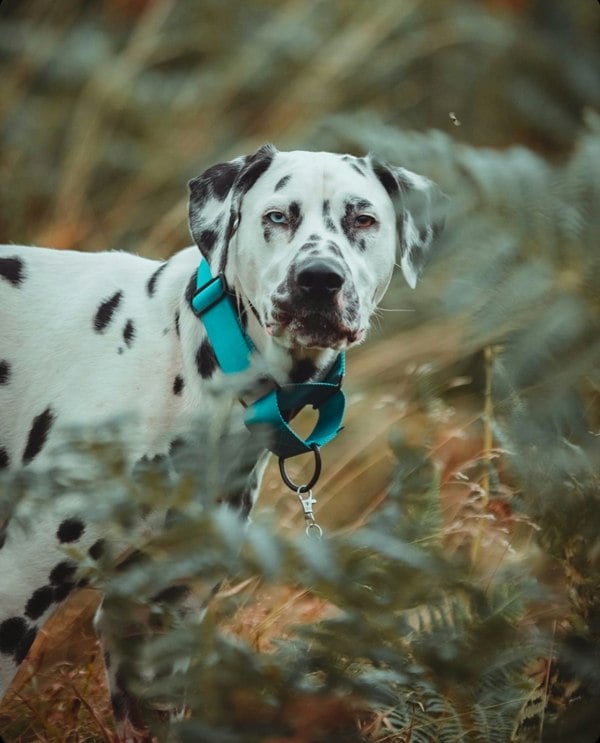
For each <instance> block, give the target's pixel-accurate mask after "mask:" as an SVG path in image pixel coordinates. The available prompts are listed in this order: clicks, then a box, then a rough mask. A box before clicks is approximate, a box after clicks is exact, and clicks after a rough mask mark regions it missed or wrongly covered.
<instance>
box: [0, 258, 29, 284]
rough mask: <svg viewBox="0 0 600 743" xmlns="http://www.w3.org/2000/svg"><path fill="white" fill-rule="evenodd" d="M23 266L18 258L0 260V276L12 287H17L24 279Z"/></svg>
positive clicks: (21, 263)
mask: <svg viewBox="0 0 600 743" xmlns="http://www.w3.org/2000/svg"><path fill="white" fill-rule="evenodd" d="M24 266H25V264H24V263H23V261H22V260H21V259H20V258H0V276H2V277H3V278H5V279H6V280H7V281H8V282H10V283H11V284H12V285H13V286H19V284H20V283H21V282H22V281H23V279H24V278H25V270H24Z"/></svg>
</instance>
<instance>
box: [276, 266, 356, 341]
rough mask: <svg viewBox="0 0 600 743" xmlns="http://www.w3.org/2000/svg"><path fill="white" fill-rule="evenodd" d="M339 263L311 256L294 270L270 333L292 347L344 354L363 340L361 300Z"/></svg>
mask: <svg viewBox="0 0 600 743" xmlns="http://www.w3.org/2000/svg"><path fill="white" fill-rule="evenodd" d="M347 276H348V273H347V270H346V269H345V267H344V265H343V263H342V262H341V261H338V260H336V259H331V258H322V257H317V256H311V257H308V258H306V259H304V260H303V261H301V262H299V263H297V264H295V265H294V266H292V267H291V269H290V272H289V275H288V278H287V280H286V281H285V282H284V285H283V286H281V287H280V288H279V291H278V293H277V296H276V297H275V298H274V299H273V305H272V318H271V321H270V322H268V323H267V325H266V329H267V332H268V333H270V335H272V336H273V337H275V338H277V339H278V340H279V341H280V342H281V343H282V344H283V345H285V346H288V347H293V346H301V347H303V348H331V349H335V350H343V349H345V348H348V347H349V346H351V345H353V344H355V343H359V342H360V341H362V340H363V338H364V335H365V332H364V330H363V329H361V328H360V327H359V325H358V298H357V296H356V292H355V290H354V288H353V287H352V284H351V282H349V281H348V280H347Z"/></svg>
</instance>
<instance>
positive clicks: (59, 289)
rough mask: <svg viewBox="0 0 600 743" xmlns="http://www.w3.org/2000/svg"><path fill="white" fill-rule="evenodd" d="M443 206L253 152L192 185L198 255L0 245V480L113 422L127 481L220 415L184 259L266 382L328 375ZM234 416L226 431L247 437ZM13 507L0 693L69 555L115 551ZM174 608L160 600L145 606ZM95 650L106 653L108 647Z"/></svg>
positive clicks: (358, 172) (227, 165)
mask: <svg viewBox="0 0 600 743" xmlns="http://www.w3.org/2000/svg"><path fill="white" fill-rule="evenodd" d="M441 201H442V197H441V196H440V194H439V191H438V189H437V188H436V187H435V185H434V184H432V183H431V182H430V181H428V180H427V179H425V178H423V177H422V176H417V175H416V174H412V173H409V172H408V171H406V170H404V169H402V168H394V167H391V166H388V165H386V164H384V163H381V162H380V161H378V160H377V159H376V158H372V157H369V158H353V157H350V156H339V155H334V154H331V153H308V152H290V153H283V152H277V151H276V150H275V149H274V148H273V147H271V146H266V147H263V148H261V149H260V150H259V151H258V152H257V153H255V154H254V155H252V156H246V157H241V158H237V159H236V160H232V161H230V162H228V163H222V164H219V165H215V166H213V167H212V168H209V169H208V170H207V171H206V172H205V173H203V174H202V175H201V176H199V177H198V178H195V179H194V180H192V181H191V182H190V211H189V215H190V229H191V233H192V235H193V237H194V240H195V242H196V246H194V247H190V248H186V249H184V250H182V251H180V252H178V253H176V254H175V255H174V256H172V257H171V258H170V259H169V260H165V261H162V262H157V261H153V260H148V259H145V258H141V257H139V256H135V255H131V254H128V253H123V252H107V253H97V254H90V253H80V252H74V251H66V250H63V251H57V250H51V249H47V248H32V247H21V246H15V245H7V246H1V247H0V312H1V314H0V318H1V319H0V322H1V325H0V333H1V335H0V410H1V411H2V415H1V417H0V471H2V472H3V473H4V474H5V475H6V473H18V472H19V471H21V470H25V471H31V472H36V471H37V472H42V473H43V472H46V471H48V470H49V469H51V467H52V465H53V462H54V461H55V460H54V457H55V456H57V455H56V452H58V451H60V447H61V444H62V442H63V441H64V432H66V431H69V432H72V431H74V430H75V431H76V430H78V429H80V428H81V427H89V426H99V425H101V424H104V423H111V422H112V421H115V420H125V421H126V425H127V427H128V435H127V438H126V451H125V459H126V460H127V462H128V463H129V466H130V467H131V468H133V467H134V465H135V464H136V462H139V461H141V460H144V459H148V458H150V459H151V458H154V457H169V456H171V455H172V453H173V451H174V447H176V446H177V444H178V442H181V441H185V440H186V437H188V436H189V435H190V432H193V430H194V426H195V425H197V421H198V419H199V418H201V419H203V420H205V421H211V420H214V419H215V418H216V416H217V415H218V414H219V405H222V404H223V403H222V396H215V394H214V389H215V385H216V386H217V387H218V386H219V384H220V380H221V379H222V375H221V372H220V369H219V366H218V362H217V359H216V357H215V353H214V351H213V348H212V346H211V343H210V340H209V339H208V337H207V336H206V333H205V331H204V328H203V325H202V322H201V321H200V320H199V318H197V317H196V316H195V315H194V313H193V311H192V310H191V306H190V300H191V297H192V296H193V293H194V290H195V270H196V268H197V264H198V260H199V257H200V256H199V252H198V248H199V249H200V251H201V253H202V254H203V255H204V256H205V257H206V259H207V260H208V261H209V262H210V264H211V267H212V270H213V273H217V272H220V273H223V275H224V276H225V278H226V280H227V283H228V285H229V287H230V289H231V292H232V298H233V301H234V302H235V304H236V307H237V309H238V313H239V317H240V322H241V323H242V325H243V326H244V328H245V329H246V331H247V333H248V334H249V335H250V337H251V338H252V340H253V342H254V344H255V346H256V348H257V349H258V352H259V354H260V357H261V359H262V364H263V366H262V368H261V369H259V371H260V373H261V375H262V376H264V375H265V374H266V373H267V374H268V375H269V376H270V377H272V378H273V379H274V380H275V381H276V383H285V382H287V381H293V382H297V381H305V380H307V379H317V378H319V377H320V376H322V375H324V374H325V373H326V372H327V370H328V368H329V366H330V364H331V363H332V361H333V359H334V358H335V357H336V355H337V354H338V353H339V352H340V351H341V350H346V349H348V348H349V347H351V346H353V345H356V344H357V343H360V342H361V341H363V340H364V338H365V336H366V333H367V331H368V328H369V322H370V318H371V316H372V313H373V311H374V310H375V308H376V306H377V303H378V302H379V301H380V300H381V298H382V296H383V294H384V292H385V290H386V287H387V285H388V282H389V280H390V277H391V274H392V270H393V267H394V265H395V263H396V262H398V263H399V264H400V266H401V268H402V271H403V273H404V275H405V277H406V280H407V281H408V283H409V284H410V285H411V286H414V284H415V282H416V279H417V276H418V274H419V273H420V270H421V268H422V266H423V264H424V262H425V260H426V258H427V254H428V252H429V250H430V248H431V246H432V244H433V238H434V237H435V235H436V234H437V232H439V229H440V224H441V221H442V215H441V212H440V204H441ZM409 204H410V206H408V205H409ZM219 401H220V402H219ZM227 404H228V405H229V406H230V402H227ZM235 409H236V411H237V412H236V414H235V415H234V416H233V417H232V418H231V419H230V426H231V428H232V430H233V431H239V432H243V425H242V419H241V415H242V413H241V406H237V407H236V408H235ZM265 463H266V459H265V457H264V456H261V457H259V459H258V461H257V462H256V466H254V467H253V468H252V466H250V467H249V468H248V471H247V472H246V473H245V478H246V482H245V484H244V485H243V486H242V487H241V488H239V489H237V490H236V491H235V492H232V493H229V494H228V498H227V499H226V502H227V503H228V505H229V506H230V507H233V508H235V509H237V510H238V511H239V512H240V513H241V515H242V516H243V517H247V515H248V513H249V511H250V509H251V508H252V505H253V503H254V500H255V497H256V493H257V491H258V488H259V486H260V480H261V477H262V473H263V470H264V467H265ZM20 507H21V504H17V505H16V506H15V509H16V510H15V512H14V513H13V514H12V515H13V518H12V519H11V518H10V517H9V515H7V513H6V510H5V509H3V510H0V595H1V597H2V601H1V602H0V687H1V686H2V685H4V686H6V685H7V684H8V683H9V682H10V680H11V678H12V676H13V674H14V671H15V669H16V667H17V666H18V664H19V663H20V662H21V661H22V660H23V659H24V658H25V656H26V654H27V651H28V650H29V648H30V646H31V644H32V642H33V640H34V638H35V636H36V633H37V632H38V630H39V628H40V627H41V626H42V624H43V622H44V621H45V619H46V618H47V617H48V616H49V615H50V613H51V612H52V611H53V610H54V609H55V608H56V606H58V605H59V604H60V603H61V602H62V601H63V600H64V599H65V598H66V597H67V596H68V595H69V594H70V593H71V592H72V591H73V590H75V589H76V588H77V587H78V586H81V585H83V584H84V583H85V579H83V578H82V577H81V575H80V572H79V570H78V566H77V564H76V563H75V562H74V561H73V559H72V557H71V556H69V555H70V554H72V553H69V551H68V550H67V549H66V548H69V547H76V548H77V549H78V550H79V551H80V553H82V554H85V555H86V557H87V559H89V560H92V561H98V560H100V559H104V558H105V557H106V555H107V552H109V551H111V550H112V552H111V554H112V553H115V545H112V544H111V543H110V540H109V539H108V538H107V535H106V533H105V530H104V529H103V527H102V524H99V523H95V522H94V521H93V520H92V521H90V520H89V519H88V518H87V517H86V509H85V507H82V508H80V509H76V508H75V509H74V508H73V506H72V504H70V502H69V501H68V500H67V501H66V502H65V503H64V504H63V503H62V501H61V502H60V503H59V504H47V505H46V507H42V508H40V509H39V512H36V516H35V519H34V520H33V523H32V524H30V525H29V526H28V527H27V528H26V527H25V526H24V525H23V523H22V520H21V519H20V518H18V516H19V508H20ZM164 518H168V514H165V515H163V519H164ZM140 556H141V557H142V558H143V555H139V554H138V553H133V554H130V555H129V557H128V558H127V560H126V561H124V562H123V563H122V565H126V564H128V563H129V561H131V560H135V559H138V558H139V557H140ZM115 559H118V554H116V553H115ZM188 593H189V591H188V588H187V586H181V585H174V586H171V587H170V588H167V589H165V590H164V591H162V592H161V593H160V594H159V595H157V596H156V597H154V599H156V600H159V601H168V602H178V601H180V600H182V599H184V598H186V596H187V594H188ZM100 624H101V621H100ZM103 640H104V641H105V645H106V647H107V648H108V649H109V650H110V648H111V647H112V646H111V641H110V640H111V638H110V637H106V636H105V637H103ZM106 657H107V660H111V658H110V652H109V653H108V654H107V656H106ZM109 678H110V681H111V687H112V695H113V706H114V710H115V716H116V717H117V718H118V719H120V720H121V722H122V723H123V724H124V725H125V726H126V725H127V724H129V723H131V724H139V723H140V720H139V719H138V718H139V715H138V712H137V710H136V705H135V699H134V697H133V695H132V694H131V693H130V691H129V690H128V689H127V684H126V681H125V680H124V678H123V673H122V669H121V668H120V667H119V664H118V662H115V659H114V658H112V662H111V663H110V669H109ZM0 691H1V688H0Z"/></svg>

+--

# ACTIVITY:
Convert the material, from its beginning through the line containing "positive clicks: (21, 263)", into a numbered list, omitting blank lines and leaving out the pictures.

# YOUR RESPONSE:
1. For each <instance> block, give the target's pixel-accurate mask after "mask:" as an SVG path in image pixel coordinates. The available prompts are listed in this order: clicks, then a box, then a rough mask. A box before clicks is approximate, a box after clicks is exact, and clicks after a rough mask mark regions it missed or wrongly covered.
2. <instance>
3. box: [0, 258, 29, 284]
4. rough mask: <svg viewBox="0 0 600 743" xmlns="http://www.w3.org/2000/svg"><path fill="white" fill-rule="evenodd" d="M23 266L18 258L0 260V276L12 287H17L24 279Z"/></svg>
5. positive clicks: (21, 263)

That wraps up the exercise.